_Page excerpt_
┄┄┄┄┄┄┄┄┄┄
Shellac-based coating makes pulp materials suitable for food without use of petroleum-based polymers or metals

Researchers at the School of Science, Mae Fah Luang University, Thailand and the School of Engineering and Materials Science, Queen Mary University of London, U.K., have developed a shellac-based coating to improve the gas barrier properties of a recyclable, compostable and sustainably sourced packaging material to make it suitable for instant, dehydrated, frozen and chilled foods.

Molded pulp, made from renewable materials such as eucalyptus wood or sugarcane bagasse, is widely used as a sustainable packaging material to protect products in shipping, for food serving trays, containers and beverage carriers. Its production volume represents more than 30% of all paper-based packaging materials, and in addition to its renewable feedstocks, it is also suitable for recycling and composting.

However, the materials' poor gas barrier properties and limited resistance to water and oil make molded pulps unsuitable for maintaining shelf-life and quality of many products. This is typically resolved by laminating or coating the materials with petroleum-based polymers such as polyethylene and a thin layer of metals, usually aluminum, making recycling or composting challenging and impractical.

The aim of this study, published on February 7 in the journal Polymer International, was to improve the barrier properties and surface resistance of the molded pulp while preserving its green profile and environmental sustainability by developing a new coating based on environmentally friendly, renewable and biodegradable materials.

Shellac is derived from a resin secreted by lac bugs, and has been produced for centuries for use in products ranging from nail varnishes to furniture lacquer and various dyes. The largest producers of shellac are India, Thailand and China, but it is also produced in Bangladesh, Myanmar, Laos, Vietnam, and Mexico.

It is a biopolymer of the polyester group and widely used in the medicine and food industries due to its nontoxic nature, thermoplastic behavior, oil resistance and good moisture barrier properties. It also exhibits good adhesion finish and can be dissolved in low-toxicity solvents. However, a coating layer of pure shellac is not commonly used because of its brittle nature and high oxygen permeability.

In this work, a molded pulp was coated with a nanocomposite layer consisting of nanofibrillated cellulose (NFC) and shellac to improve its barrier and surface resistance performance. To enhance the compatibility with the shellac phase and increase the water resistance of NFC, modified nanofibrillated cellulose (mNFC) was prepared via an esterification reaction. The researchers also prepared uncoated samples and samples coated with pure shellac for comparison.
┄┄┄┄┄┄┄┄┄┄
_Extracted information_
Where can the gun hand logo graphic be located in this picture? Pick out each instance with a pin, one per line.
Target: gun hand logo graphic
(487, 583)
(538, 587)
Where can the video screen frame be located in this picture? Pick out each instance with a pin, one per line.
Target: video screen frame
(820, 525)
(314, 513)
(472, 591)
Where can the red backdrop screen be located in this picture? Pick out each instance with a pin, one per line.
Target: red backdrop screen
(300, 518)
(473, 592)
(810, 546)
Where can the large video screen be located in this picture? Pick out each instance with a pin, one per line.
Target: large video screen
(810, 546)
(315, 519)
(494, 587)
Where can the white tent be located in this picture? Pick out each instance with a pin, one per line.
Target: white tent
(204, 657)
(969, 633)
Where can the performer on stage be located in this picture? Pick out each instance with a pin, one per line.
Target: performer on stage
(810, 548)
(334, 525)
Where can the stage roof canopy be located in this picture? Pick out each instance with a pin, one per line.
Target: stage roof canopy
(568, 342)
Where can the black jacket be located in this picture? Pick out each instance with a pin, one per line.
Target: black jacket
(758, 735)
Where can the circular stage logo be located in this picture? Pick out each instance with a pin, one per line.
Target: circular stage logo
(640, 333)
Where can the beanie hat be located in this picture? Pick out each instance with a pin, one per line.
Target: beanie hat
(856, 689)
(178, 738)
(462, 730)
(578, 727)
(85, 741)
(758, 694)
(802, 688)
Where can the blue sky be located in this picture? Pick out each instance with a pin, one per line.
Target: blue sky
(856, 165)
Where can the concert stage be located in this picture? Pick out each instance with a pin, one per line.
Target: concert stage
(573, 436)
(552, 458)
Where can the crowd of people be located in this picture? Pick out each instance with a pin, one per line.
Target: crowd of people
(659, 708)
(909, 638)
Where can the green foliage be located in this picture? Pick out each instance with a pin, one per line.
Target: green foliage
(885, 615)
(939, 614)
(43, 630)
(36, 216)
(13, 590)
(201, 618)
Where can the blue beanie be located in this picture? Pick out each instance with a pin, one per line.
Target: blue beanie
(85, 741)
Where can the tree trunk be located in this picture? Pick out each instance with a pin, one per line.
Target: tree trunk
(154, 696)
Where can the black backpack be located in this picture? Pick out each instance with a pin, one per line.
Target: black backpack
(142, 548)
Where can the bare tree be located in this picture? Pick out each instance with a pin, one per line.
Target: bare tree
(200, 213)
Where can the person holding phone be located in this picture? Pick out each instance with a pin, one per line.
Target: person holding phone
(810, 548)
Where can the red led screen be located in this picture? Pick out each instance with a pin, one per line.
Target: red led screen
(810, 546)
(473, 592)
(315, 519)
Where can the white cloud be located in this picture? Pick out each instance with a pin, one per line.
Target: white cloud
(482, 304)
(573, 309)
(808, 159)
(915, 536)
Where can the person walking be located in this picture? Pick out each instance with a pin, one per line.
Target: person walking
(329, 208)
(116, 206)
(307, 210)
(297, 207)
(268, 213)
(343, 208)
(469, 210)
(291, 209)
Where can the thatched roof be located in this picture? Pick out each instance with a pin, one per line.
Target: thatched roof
┄┄┄┄┄┄┄┄┄┄
_Exercise instructions_
1. According to the article on shellac-based coating, why did the researchers turn the nanofibrillated cellulose into modified nanofibrillated cellulose before coating the molded pulp? Answer in one to three sentences.
2. Continue the article on shellac-based coating from its last sentence.

_Outputs for the tasks_
1. They prepared modified nanofibrillated cellulose through an esterification reaction to make it more compatible with the shellac phase. The modification also increased the water resistance of the nanofibrillated cellulose.

2.
The effects of the nanocomposite coating formulation (i.e., nanocellulose content and modification), as well as different thicknesses of the coating layer on the molded pulp, on the morphology, barrier properties (water vapor transmission rate [WVTR], OTR), water and oil resistance, thermal stability and mechanical properties of the fabricated specimens were systematically examined.

The researchers reported water vapor and oxygen transmission rates in the same range as those of conventional food packaging materials such as low-density polyethylene, oriented polypropylene, and polyethylene terephthalate.

Testing of the water contact angle, oil contact angle and oil absorption rate also indicated that the nanocomposite coating layer provided superior water resistance and a promising greaseproof surface to the molded pulp sheet. The coating layer also enhanced the tensile properties of the sheet samples, especially for the sample coated with shellac and mNFC. The samples achieved good thermal stability (ca 250 °C) after introducing the shellac layer with lower thermal degradation temperature, confirming its practical uses for packaging applications.

Speaking to SCI, lead researcher Professor Nattakan Soykeabkaew, School of Science, Mae Fah Luang University, noted that "Our next aim is to develop a sustainable coating that is cheaper and scalable via materials selection and design as well as some process modifications."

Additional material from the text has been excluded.